>> Start Selected extract
It happens every year. One or more students ask me if I think the Apollo moon landings were a hoax. I teach critical media studies at Temple University in downtown Philadelphia, where the diverse collection of urban students are street smart, open-minded, and hard-working. This is not an indictment of students in my classes. I’m sure it happens at other colleges and universities. Frankly, it’s not surprising that some American college students wonder about the Apollo 11 moon landings, given that polls and surveys show 24% of Americans and 25% of British citizens believe NASA faked the moon landings. Some people believe that NASA paid director Stanley Kubrick to film the fake footage.

For more of my critiques of conspiracy culture in Medium, click on THEORY/ON/CONSPIRACY.

The internet and YouTube are littered with zillion of claims that NASA masterminded an Apollo hoax. Christopher Nolan’s Interstellar (2014) depicts this issue in the scene where Matthew McConaughey confronts the future educators who deny NASA landed humans on the moon. Why are there so many attacks on the great achievements of Apollo? One reason is because of the rise of pseudoscience in popular culture.

Pseudoscience in the Guise of Skepticism

The students skeptical of the Apollo moon landings are often those who fashion themselves as rebels, anti-authoritarians, and challengers to the American cultural orthodoxy. Of course, being skeptical of the US government is understandable in general. Like all other political systems throughout history, the US government has lied, currently lies, and will lie again in the future. Governments are always lying about something. It’s obvious the US government is still lying about the Kennedy assassination, but there is zero doubt NASA sent humans to the moon.

It saddens me that youthful rebellion and much-needed government skepticism are channeled into pseudoscientific nonsense—not unlike the “ancient astronaut theorists” celebrated in the long-running Ancient Aliens (2010-) series, which is repeatedly aired on the History Channel in the United States.

Like those who deny the Apollo moon landings, the ancient astronaut theorists present themselves as rebels against the mainstream orthodoxy of modern science and archaeology. They offer nothing other than an endless stream of bogus “evidence” for the scientifically illiterate and well-intentioned skeptics, like the students who ask me about Apollo. My debunking of the “ancient astronaut theorists” is (by far) my most read essay in Medium. It has thousands of readers, who I assume agree with the ancient astronaut theory because the essay also has very few likes and little applause. Yet not one reader has even remotely challenged any of my arguments. There are reasons why this particular version of pseudoscience exists, but I’ll save that for the end of this essay.
>> End Selected extract
[Short problem 1] In the Apollo hoax essay, what share of Americans believe NASA faked the moon landings, according to polls and surveys?
[Short problem 2] Write out everything in the Apollo hoax essay from "For more of" down to "in popular culture.".
>> Start Data excerpts
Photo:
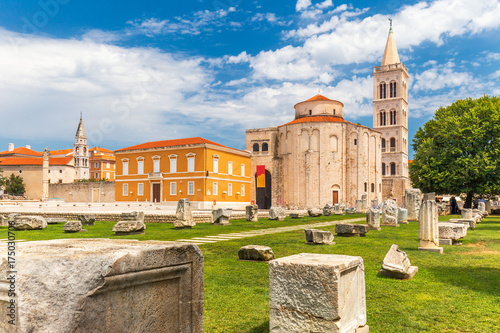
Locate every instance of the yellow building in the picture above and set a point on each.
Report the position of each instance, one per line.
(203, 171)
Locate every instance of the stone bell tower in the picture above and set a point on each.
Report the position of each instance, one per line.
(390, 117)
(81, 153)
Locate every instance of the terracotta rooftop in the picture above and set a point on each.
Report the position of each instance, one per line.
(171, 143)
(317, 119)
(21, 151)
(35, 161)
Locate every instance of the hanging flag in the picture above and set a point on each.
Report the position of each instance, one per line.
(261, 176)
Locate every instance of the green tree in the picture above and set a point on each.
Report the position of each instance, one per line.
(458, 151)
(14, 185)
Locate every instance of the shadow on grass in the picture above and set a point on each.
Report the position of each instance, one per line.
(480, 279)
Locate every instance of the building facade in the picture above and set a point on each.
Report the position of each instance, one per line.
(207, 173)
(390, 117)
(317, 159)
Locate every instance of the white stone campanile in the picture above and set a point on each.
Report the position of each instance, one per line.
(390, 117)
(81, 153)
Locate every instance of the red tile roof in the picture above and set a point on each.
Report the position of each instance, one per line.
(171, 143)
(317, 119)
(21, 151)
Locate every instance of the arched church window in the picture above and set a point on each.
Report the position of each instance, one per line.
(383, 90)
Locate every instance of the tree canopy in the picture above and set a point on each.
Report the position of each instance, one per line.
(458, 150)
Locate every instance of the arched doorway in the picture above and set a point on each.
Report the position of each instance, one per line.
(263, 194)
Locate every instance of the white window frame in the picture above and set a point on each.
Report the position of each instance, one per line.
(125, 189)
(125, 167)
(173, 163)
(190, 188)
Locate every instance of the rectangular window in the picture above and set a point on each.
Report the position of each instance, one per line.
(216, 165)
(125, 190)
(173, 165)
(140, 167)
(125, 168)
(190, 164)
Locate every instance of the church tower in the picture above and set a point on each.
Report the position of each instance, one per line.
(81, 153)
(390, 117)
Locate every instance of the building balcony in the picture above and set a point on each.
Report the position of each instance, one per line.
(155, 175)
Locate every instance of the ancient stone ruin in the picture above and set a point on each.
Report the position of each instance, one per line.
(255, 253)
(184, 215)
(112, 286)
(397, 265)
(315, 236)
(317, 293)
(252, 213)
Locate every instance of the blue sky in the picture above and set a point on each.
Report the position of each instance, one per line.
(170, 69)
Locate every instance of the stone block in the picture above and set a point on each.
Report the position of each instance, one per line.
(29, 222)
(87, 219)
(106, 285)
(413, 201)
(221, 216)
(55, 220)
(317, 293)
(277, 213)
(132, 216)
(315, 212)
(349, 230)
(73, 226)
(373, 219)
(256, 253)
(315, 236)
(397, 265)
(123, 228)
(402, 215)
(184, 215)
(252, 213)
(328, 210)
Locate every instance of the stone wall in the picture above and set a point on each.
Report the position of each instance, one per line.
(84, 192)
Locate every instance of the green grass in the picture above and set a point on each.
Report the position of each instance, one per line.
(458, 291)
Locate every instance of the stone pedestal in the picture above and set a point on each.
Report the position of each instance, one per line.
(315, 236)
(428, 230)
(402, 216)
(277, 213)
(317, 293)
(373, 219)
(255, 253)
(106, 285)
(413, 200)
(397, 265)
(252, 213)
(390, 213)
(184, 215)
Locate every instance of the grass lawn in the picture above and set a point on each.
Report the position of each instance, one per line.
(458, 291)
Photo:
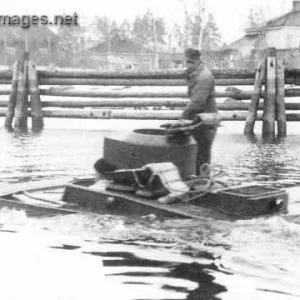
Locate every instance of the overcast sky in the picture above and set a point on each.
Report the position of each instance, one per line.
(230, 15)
>> End Data excerpts
>> Start Data excerpts
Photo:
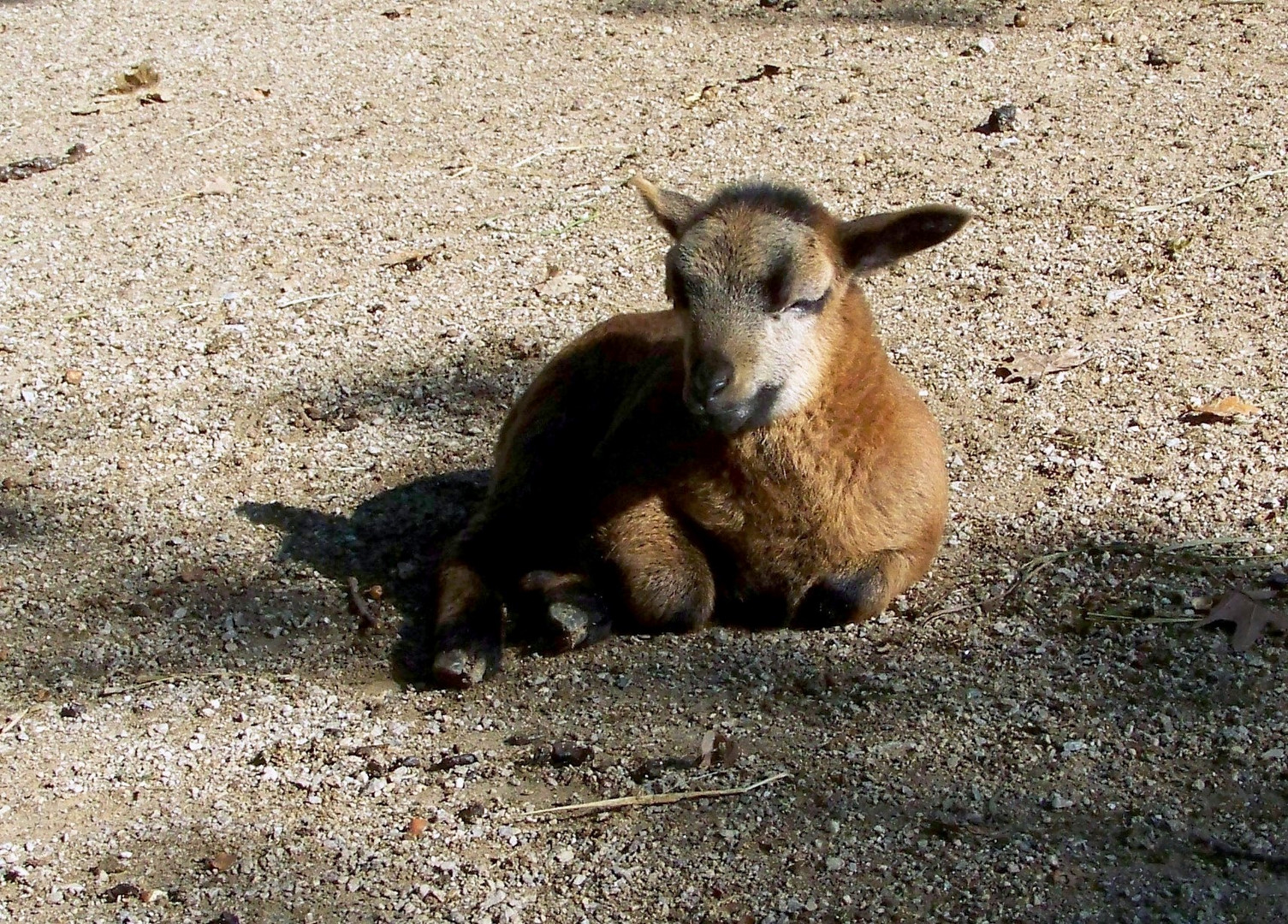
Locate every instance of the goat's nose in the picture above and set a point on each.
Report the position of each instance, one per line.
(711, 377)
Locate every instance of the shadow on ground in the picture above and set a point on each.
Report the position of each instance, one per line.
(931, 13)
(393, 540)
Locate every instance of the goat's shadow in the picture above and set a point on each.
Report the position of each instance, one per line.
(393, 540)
>> End Data excerpts
>> Start Data excerpts
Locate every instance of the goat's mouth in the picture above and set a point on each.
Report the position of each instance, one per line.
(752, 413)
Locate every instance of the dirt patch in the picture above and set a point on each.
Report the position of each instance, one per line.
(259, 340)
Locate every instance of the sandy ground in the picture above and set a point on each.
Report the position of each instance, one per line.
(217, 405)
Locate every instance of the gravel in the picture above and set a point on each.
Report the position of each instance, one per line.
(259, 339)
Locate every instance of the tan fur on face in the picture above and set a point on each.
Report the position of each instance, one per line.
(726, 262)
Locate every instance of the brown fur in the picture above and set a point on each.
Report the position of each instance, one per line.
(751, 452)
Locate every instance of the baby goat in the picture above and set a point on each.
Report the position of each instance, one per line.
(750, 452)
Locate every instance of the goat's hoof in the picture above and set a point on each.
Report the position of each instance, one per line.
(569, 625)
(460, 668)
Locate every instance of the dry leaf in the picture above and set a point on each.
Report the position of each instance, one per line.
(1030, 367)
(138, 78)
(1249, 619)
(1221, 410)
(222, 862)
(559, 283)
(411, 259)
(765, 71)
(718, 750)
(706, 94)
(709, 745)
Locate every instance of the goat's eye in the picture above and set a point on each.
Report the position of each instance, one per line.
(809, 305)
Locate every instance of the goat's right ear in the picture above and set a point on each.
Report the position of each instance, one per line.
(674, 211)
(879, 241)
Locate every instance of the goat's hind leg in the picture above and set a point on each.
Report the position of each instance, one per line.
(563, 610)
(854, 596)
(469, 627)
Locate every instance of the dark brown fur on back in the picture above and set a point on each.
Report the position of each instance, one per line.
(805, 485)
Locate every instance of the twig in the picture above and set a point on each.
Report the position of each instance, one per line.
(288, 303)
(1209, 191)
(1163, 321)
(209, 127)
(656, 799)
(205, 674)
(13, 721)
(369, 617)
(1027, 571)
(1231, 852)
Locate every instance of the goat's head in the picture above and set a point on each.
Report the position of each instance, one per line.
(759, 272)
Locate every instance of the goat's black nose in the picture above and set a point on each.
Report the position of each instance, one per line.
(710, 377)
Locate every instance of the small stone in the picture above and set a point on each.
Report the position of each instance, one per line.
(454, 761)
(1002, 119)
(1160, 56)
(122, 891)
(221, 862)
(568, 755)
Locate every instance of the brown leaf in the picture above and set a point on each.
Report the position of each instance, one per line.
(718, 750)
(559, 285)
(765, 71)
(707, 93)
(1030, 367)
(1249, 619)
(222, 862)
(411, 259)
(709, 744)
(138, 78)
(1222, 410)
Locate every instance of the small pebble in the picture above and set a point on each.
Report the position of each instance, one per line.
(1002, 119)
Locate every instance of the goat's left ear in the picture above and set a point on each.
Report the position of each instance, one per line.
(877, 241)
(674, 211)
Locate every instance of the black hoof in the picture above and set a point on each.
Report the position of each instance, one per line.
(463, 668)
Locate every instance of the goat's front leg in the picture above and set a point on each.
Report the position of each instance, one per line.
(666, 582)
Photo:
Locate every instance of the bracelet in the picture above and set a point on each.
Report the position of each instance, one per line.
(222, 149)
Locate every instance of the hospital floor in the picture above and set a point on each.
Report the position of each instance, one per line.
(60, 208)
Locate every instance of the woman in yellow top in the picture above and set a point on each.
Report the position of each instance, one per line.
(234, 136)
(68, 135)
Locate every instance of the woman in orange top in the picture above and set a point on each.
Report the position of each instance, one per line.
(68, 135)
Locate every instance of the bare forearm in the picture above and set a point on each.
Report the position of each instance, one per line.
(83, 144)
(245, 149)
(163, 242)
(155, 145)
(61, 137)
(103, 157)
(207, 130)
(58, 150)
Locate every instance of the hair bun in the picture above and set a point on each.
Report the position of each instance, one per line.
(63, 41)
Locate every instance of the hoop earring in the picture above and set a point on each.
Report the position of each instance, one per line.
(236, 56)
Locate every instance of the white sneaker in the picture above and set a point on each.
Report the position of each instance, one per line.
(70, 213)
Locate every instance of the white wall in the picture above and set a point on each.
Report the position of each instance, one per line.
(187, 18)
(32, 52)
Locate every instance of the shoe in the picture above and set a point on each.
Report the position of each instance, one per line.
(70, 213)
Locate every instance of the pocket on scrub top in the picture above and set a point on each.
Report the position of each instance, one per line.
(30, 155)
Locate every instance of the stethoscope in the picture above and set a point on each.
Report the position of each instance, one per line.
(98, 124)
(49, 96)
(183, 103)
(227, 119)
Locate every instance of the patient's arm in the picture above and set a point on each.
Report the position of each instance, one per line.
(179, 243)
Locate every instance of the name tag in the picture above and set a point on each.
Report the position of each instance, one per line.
>> End Data excerpts
[Worked solution 1] 24% of Americans

[Worked solution 2]
For more of my critiques of conspiracy culture in Medium, click on THEORY/ON/CONSPIRACY.

The internet and YouTube are littered with zillion of claims that NASA masterminded an Apollo hoax. Christopher Nolan’s Interstellar (2014) depicts this issue in the scene where Matthew McConaughey confronts the future educators who deny NASA landed humans on the moon. Why are there so many attacks on the great achievements of Apollo? One reason is because of the rise of pseudoscience in popular culture.